→ DATA EXTRACT
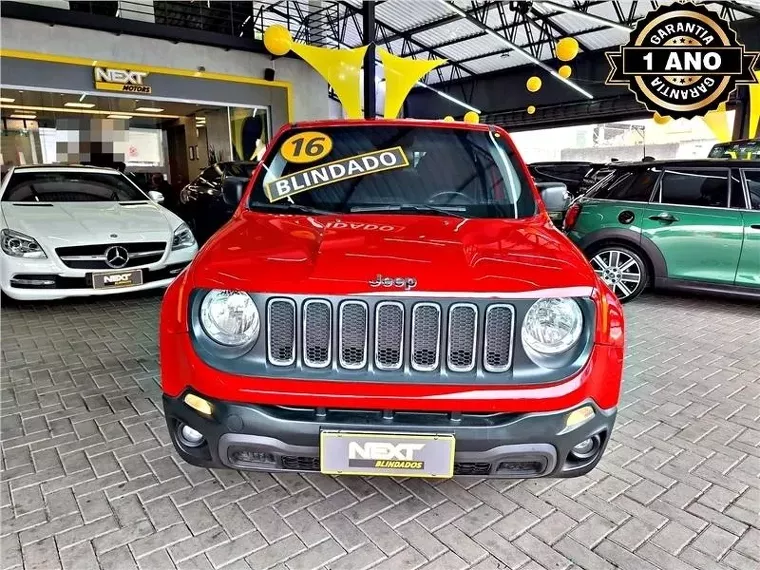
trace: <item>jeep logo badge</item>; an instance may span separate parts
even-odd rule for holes
[[[414,277],[383,277],[379,273],[377,277],[369,282],[370,287],[398,287],[409,291],[417,286],[417,280]]]

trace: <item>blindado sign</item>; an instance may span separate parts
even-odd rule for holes
[[[409,166],[409,160],[403,149],[397,146],[328,162],[270,180],[264,183],[264,191],[270,202],[276,202],[334,182],[405,166]]]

→ STATED GOAL
Please repeat the records from the line containing "trace: <item>blindado sign</item>;" through the end of the records, swapping "separate parts" for "disconnected pieces" and leaving everything else unchanged.

→ RESPONSE
trace: <item>blindado sign</item>; an instance may span disconnected pieces
even-odd rule for holes
[[[409,166],[409,160],[403,149],[397,146],[328,162],[270,180],[264,183],[264,191],[270,202],[276,202],[334,182],[405,166]]]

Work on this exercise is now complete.